Start of Records for the exercise

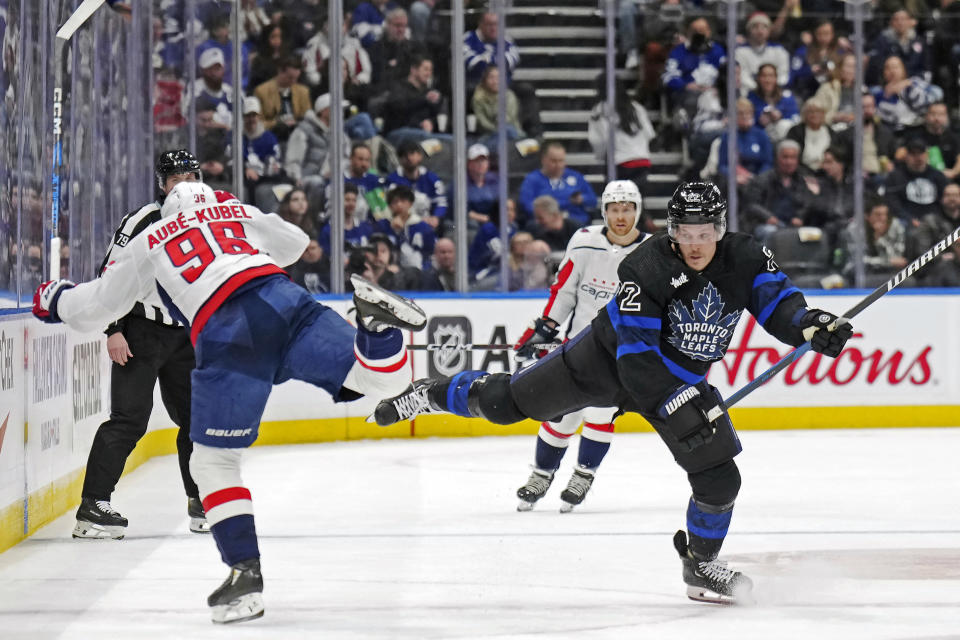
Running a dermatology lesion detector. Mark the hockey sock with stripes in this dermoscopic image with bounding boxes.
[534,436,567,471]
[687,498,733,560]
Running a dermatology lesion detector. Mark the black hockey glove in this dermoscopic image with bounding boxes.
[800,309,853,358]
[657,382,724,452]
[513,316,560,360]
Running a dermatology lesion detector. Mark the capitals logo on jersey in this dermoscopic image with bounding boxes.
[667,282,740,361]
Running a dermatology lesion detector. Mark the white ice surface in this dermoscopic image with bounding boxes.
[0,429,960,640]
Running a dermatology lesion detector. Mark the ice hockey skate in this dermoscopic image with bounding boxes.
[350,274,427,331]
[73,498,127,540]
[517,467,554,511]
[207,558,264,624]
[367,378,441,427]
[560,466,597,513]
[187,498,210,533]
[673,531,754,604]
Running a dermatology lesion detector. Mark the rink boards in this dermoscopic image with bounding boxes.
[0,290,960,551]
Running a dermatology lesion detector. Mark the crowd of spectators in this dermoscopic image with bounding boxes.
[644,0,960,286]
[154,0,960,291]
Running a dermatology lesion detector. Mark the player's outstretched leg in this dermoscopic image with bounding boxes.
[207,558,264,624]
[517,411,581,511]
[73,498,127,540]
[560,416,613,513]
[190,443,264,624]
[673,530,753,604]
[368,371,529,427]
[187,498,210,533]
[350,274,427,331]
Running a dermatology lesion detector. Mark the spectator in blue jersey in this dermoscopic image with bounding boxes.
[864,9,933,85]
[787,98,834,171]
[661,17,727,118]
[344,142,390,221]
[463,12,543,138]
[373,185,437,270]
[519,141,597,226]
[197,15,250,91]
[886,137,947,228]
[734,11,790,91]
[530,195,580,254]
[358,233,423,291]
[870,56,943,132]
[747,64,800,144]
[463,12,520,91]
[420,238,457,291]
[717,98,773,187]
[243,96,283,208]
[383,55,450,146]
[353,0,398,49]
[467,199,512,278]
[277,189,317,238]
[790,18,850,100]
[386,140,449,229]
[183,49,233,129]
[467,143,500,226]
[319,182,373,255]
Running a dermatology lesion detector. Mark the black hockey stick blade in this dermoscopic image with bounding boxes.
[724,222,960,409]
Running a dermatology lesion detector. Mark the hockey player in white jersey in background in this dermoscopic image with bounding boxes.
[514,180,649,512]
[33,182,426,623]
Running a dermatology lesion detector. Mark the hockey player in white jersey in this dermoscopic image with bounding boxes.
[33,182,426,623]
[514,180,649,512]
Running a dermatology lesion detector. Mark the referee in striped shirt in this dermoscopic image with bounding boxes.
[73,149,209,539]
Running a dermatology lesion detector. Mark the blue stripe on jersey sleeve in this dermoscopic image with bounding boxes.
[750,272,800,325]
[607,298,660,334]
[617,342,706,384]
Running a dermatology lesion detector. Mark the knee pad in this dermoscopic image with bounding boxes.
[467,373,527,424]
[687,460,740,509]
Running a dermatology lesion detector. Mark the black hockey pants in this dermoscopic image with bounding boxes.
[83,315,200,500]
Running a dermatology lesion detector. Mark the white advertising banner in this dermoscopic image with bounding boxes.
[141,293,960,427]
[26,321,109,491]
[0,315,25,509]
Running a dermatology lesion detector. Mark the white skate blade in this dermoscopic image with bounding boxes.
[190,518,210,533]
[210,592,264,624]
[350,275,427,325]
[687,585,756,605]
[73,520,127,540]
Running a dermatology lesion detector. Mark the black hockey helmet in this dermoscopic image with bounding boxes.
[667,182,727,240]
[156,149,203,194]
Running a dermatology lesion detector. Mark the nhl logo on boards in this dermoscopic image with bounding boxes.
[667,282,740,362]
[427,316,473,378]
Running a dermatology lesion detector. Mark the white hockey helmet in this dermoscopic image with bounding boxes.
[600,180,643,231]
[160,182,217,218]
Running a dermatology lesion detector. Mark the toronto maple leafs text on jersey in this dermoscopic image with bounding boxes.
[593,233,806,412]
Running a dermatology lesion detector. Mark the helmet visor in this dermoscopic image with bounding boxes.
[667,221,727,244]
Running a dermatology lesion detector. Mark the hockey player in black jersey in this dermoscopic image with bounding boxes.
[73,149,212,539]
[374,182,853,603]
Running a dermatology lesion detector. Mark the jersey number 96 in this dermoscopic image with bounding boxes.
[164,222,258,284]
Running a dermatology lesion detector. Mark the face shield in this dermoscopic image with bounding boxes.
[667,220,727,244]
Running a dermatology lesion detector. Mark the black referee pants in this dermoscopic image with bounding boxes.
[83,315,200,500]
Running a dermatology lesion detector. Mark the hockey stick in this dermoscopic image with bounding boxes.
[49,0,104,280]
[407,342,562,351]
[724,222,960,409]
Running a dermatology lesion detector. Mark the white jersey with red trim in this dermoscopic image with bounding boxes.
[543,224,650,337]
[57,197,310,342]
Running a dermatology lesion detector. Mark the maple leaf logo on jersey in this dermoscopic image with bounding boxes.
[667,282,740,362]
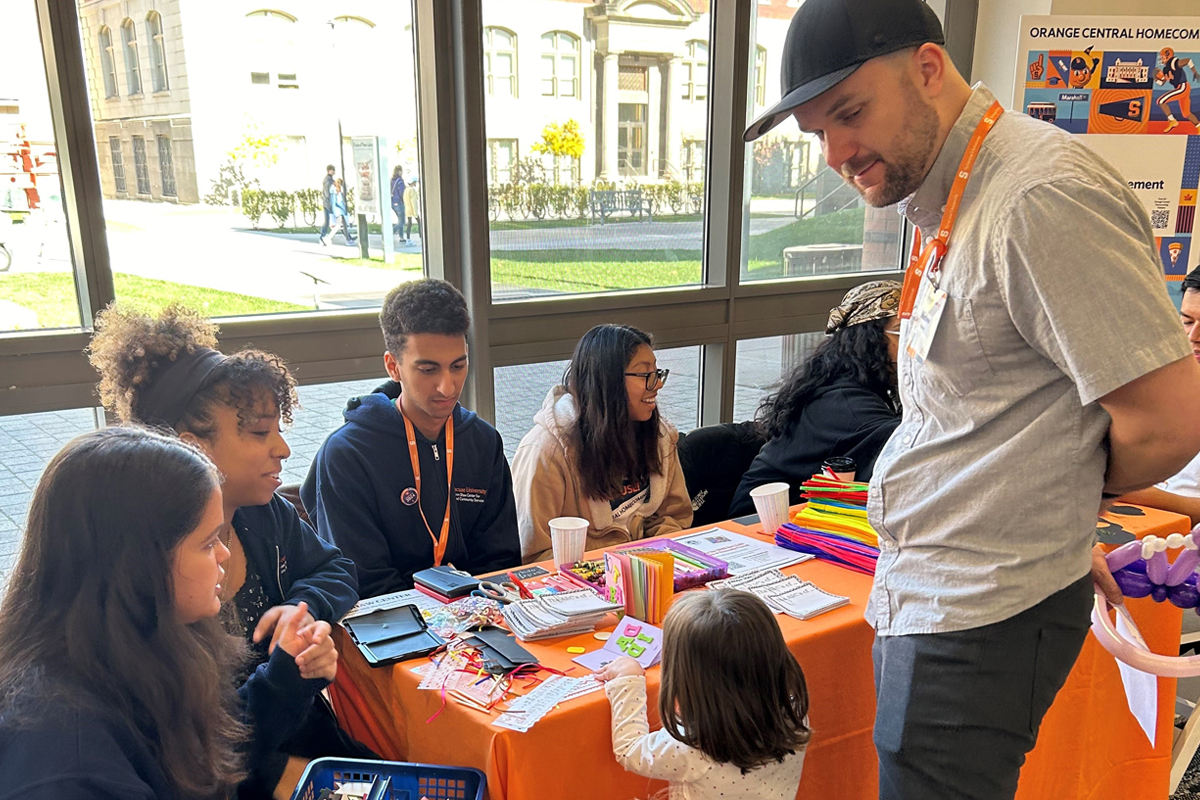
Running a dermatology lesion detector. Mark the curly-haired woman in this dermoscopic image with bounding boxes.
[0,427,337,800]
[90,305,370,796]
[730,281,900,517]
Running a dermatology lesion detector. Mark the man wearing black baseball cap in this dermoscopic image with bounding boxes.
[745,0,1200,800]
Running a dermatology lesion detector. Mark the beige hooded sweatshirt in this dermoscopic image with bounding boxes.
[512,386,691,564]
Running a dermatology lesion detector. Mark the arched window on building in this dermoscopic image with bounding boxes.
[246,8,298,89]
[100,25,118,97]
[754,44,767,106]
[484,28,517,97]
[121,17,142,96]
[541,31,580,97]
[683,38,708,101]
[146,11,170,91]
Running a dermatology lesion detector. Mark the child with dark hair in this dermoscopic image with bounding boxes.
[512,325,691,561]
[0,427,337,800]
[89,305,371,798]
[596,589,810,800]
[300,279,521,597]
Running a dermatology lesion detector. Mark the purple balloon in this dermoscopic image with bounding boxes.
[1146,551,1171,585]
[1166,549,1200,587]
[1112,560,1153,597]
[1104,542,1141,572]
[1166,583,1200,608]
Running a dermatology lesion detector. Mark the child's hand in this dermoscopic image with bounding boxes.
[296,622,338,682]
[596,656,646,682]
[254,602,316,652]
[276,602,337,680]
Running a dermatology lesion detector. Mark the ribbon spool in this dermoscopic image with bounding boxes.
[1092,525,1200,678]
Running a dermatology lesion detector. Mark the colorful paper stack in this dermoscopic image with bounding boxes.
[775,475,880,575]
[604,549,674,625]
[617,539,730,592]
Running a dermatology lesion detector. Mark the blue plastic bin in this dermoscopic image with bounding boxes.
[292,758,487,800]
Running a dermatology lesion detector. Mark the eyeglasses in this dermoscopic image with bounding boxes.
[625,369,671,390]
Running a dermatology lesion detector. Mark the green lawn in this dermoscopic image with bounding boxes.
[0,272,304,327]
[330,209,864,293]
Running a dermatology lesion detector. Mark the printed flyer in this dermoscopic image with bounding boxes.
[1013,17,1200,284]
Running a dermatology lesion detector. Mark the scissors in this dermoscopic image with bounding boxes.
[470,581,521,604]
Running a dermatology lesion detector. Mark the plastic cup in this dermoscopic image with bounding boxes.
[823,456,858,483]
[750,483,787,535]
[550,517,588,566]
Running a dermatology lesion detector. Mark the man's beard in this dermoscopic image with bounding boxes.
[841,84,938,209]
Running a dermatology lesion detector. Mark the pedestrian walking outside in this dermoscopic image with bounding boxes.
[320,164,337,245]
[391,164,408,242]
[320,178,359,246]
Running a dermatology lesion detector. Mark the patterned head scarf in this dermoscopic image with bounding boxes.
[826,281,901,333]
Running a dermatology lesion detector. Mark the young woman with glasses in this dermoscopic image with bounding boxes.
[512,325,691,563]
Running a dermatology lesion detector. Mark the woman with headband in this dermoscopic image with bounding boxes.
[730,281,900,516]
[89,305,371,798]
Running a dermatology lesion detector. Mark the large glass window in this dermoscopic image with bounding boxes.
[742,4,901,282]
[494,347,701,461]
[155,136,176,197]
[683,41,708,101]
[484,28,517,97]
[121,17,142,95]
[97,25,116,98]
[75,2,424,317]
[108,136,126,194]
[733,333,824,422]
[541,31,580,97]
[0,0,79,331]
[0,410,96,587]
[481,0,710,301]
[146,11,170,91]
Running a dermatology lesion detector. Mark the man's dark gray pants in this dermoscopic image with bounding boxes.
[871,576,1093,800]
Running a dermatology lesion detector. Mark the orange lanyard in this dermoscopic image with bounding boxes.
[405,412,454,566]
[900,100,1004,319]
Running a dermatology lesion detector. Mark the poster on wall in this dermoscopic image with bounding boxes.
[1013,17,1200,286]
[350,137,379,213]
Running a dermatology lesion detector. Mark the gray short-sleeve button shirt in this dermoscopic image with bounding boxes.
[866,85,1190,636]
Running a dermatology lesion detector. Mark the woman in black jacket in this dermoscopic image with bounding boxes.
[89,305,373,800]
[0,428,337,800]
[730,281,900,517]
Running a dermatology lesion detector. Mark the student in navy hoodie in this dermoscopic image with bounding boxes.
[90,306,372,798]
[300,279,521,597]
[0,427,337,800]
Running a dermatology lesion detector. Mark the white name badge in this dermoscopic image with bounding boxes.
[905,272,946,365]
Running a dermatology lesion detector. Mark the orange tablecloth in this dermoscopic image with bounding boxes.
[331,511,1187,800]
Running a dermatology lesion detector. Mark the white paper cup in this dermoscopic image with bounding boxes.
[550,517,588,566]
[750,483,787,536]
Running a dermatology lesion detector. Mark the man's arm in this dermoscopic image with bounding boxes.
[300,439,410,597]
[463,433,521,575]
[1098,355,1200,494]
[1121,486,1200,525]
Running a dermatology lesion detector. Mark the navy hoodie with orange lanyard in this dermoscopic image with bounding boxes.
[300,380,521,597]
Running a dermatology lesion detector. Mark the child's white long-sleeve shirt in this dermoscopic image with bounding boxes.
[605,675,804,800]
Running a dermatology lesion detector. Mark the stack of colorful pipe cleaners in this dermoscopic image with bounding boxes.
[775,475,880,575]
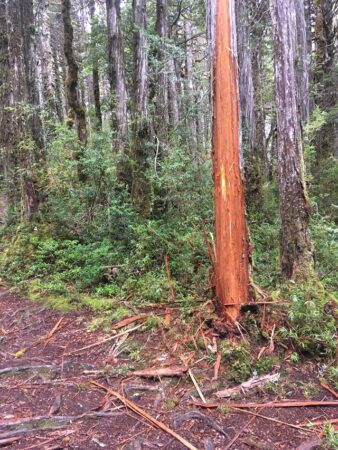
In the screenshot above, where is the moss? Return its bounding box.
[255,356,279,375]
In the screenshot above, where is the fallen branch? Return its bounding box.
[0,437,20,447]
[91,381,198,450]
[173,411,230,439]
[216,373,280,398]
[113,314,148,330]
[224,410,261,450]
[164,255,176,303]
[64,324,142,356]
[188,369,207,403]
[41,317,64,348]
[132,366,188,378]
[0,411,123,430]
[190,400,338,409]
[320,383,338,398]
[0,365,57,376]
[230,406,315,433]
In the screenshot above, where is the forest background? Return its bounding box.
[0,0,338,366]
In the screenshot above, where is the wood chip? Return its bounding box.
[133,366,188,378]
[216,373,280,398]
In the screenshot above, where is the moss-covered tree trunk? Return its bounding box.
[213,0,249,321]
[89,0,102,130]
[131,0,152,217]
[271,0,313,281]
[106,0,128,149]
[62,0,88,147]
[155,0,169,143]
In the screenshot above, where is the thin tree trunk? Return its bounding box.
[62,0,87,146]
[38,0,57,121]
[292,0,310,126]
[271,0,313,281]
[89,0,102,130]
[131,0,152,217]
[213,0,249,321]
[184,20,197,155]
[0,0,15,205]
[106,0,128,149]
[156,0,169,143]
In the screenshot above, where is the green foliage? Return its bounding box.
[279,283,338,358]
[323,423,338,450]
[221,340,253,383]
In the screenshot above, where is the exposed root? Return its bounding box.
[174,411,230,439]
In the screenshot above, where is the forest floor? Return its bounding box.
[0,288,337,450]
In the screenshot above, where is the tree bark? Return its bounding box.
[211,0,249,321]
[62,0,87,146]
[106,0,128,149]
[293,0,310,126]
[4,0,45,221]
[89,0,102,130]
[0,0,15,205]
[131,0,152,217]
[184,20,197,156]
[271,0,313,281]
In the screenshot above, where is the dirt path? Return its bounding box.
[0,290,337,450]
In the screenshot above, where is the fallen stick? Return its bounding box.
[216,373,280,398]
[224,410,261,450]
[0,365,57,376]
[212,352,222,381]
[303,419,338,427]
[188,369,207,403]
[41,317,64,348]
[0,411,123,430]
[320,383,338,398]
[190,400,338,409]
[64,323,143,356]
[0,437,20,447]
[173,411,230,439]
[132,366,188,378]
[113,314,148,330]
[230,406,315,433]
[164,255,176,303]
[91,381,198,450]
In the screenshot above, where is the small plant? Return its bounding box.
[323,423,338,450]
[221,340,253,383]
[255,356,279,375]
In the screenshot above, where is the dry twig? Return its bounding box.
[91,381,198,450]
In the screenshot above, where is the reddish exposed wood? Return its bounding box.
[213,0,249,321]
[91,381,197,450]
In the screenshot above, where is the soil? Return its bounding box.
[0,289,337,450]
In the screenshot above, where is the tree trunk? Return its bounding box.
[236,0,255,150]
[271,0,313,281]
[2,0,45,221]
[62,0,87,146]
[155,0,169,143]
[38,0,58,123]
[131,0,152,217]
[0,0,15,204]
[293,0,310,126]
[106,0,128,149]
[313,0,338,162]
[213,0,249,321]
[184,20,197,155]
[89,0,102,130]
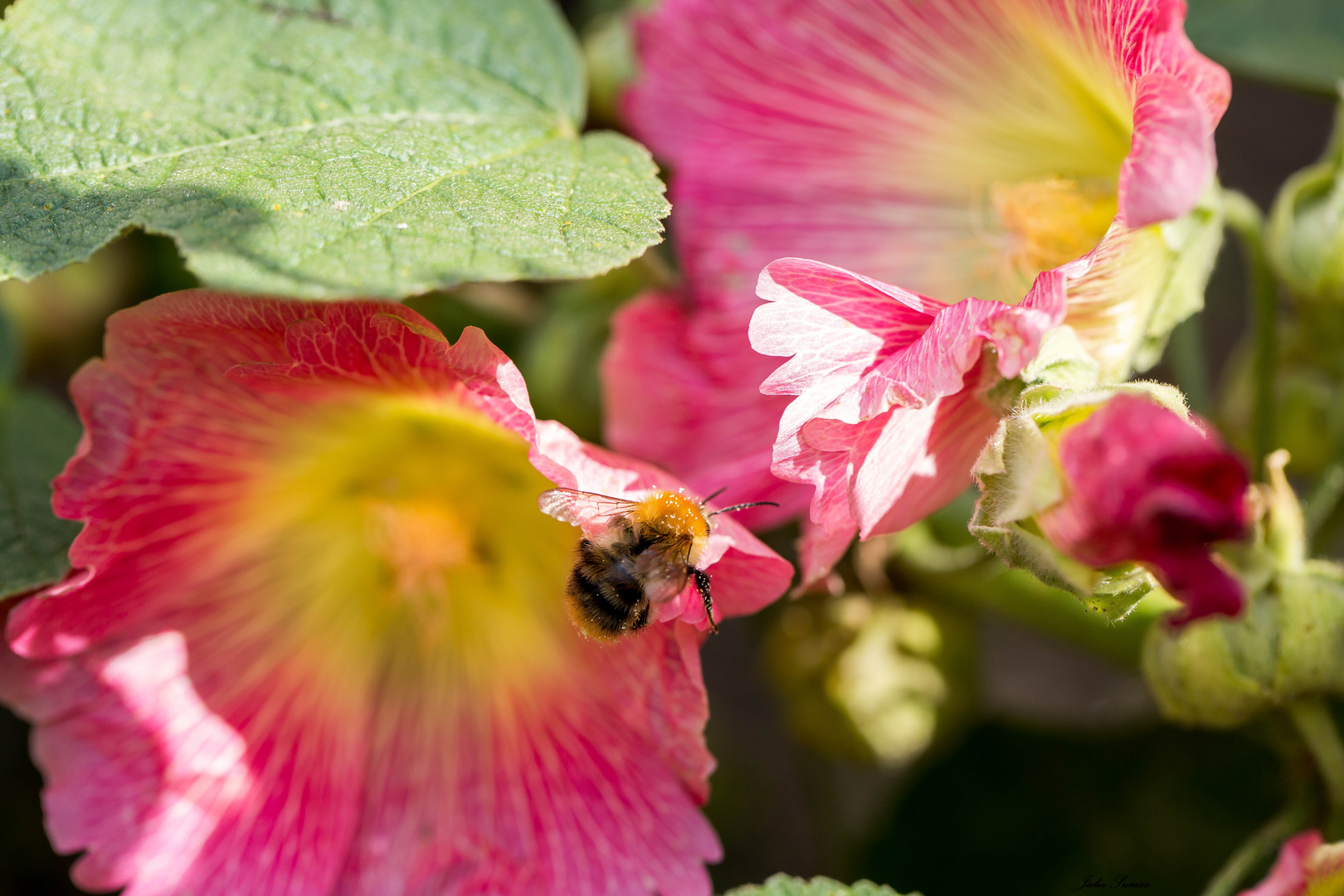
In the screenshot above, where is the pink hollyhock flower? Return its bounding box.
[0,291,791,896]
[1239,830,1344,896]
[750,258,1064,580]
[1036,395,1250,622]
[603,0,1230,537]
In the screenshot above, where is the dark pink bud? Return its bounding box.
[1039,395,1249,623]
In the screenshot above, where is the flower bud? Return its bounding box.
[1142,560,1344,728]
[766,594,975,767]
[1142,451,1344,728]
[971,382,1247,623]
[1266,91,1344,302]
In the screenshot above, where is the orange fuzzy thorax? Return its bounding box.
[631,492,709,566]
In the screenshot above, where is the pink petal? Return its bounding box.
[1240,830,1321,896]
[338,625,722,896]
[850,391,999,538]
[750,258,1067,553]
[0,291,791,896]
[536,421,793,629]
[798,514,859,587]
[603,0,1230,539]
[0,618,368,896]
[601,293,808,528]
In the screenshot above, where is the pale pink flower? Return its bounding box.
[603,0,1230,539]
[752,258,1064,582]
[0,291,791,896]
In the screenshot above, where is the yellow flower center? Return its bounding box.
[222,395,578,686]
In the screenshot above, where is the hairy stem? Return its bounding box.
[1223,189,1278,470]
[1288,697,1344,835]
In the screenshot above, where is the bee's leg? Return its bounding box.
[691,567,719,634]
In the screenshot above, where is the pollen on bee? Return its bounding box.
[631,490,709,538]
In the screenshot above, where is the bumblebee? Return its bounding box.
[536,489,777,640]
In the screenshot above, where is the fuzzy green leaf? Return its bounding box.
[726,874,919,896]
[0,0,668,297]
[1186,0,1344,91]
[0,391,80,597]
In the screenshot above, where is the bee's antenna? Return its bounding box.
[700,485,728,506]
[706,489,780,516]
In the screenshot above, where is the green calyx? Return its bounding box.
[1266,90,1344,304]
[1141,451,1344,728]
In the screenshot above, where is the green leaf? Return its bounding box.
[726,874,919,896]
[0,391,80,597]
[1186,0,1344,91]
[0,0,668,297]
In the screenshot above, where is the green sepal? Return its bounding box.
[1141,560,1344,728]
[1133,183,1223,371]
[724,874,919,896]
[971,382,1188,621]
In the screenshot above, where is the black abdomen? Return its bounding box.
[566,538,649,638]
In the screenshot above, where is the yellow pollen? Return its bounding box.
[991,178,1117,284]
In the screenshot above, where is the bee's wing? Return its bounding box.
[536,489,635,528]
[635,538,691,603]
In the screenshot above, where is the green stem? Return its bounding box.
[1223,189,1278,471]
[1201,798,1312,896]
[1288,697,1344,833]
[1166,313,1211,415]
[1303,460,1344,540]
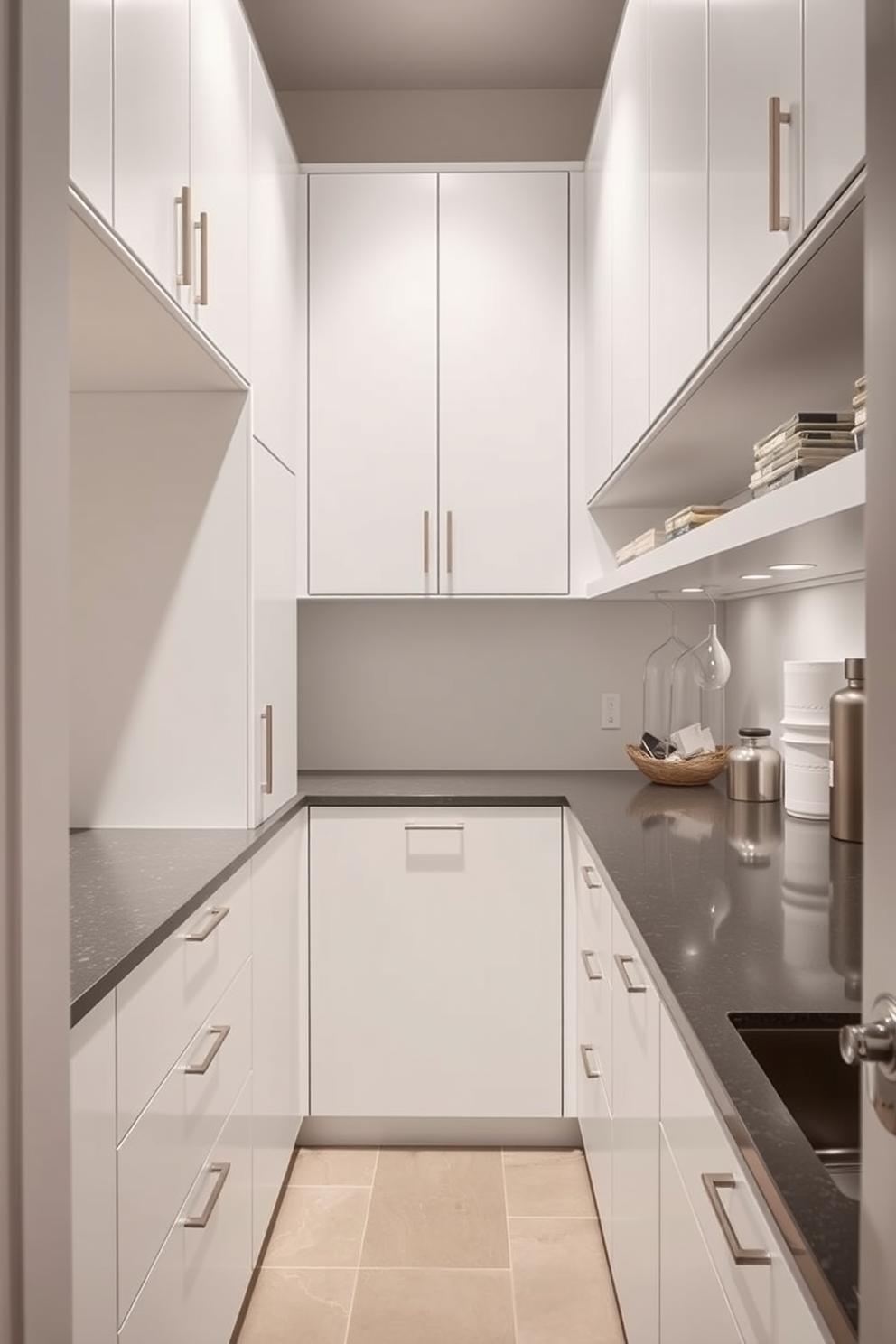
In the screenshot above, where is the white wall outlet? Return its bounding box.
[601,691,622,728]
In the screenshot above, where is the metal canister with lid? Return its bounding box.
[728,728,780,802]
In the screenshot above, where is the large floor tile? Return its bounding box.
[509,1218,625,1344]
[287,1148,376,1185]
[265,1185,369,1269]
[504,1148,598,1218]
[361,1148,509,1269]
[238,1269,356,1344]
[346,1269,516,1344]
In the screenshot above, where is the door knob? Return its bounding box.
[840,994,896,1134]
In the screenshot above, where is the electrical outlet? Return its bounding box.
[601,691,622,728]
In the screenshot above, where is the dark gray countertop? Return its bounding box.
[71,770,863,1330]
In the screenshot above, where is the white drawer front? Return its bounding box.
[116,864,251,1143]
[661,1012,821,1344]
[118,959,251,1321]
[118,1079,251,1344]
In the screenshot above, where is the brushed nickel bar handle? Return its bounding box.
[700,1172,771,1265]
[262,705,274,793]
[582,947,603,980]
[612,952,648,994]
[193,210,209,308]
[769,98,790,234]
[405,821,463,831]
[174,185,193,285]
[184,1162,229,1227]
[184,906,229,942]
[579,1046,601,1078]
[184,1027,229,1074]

End of Records for the exercise

Take the line in which "In the screenshot above, where is the metal" occurs and each subsequent line through the end; give these lines again without alteration.

In the screenshot above, where is the metal canister with lid? Return its bounding box.
[728,728,780,802]
In the screenshot above, where is the large floor tile? Return its bounding box.
[509,1218,625,1344]
[287,1148,376,1185]
[265,1185,369,1269]
[504,1148,598,1218]
[361,1148,509,1269]
[238,1269,356,1344]
[346,1269,516,1344]
In the screenshot above, where is the door knob? Return its bounding box.
[840,994,896,1134]
In the screenshot above, where is the electrical outlet? Return its bounding box.
[601,691,622,728]
In the screenshot above, where is the dark gray countertop? Return its bounding box.
[71,770,863,1330]
In the screenshot above, where is the white drawer front? Return its bounding box.
[116,864,251,1143]
[661,1012,821,1344]
[118,959,251,1321]
[118,1079,251,1344]
In the screenshot above, where is the brushed nickel bar handle? Return its bounding box.
[700,1172,771,1265]
[262,705,274,793]
[582,947,603,980]
[612,952,648,994]
[193,210,209,308]
[769,98,790,234]
[405,821,463,831]
[174,185,193,285]
[184,1162,229,1227]
[184,906,229,942]
[579,1046,601,1078]
[184,1027,229,1074]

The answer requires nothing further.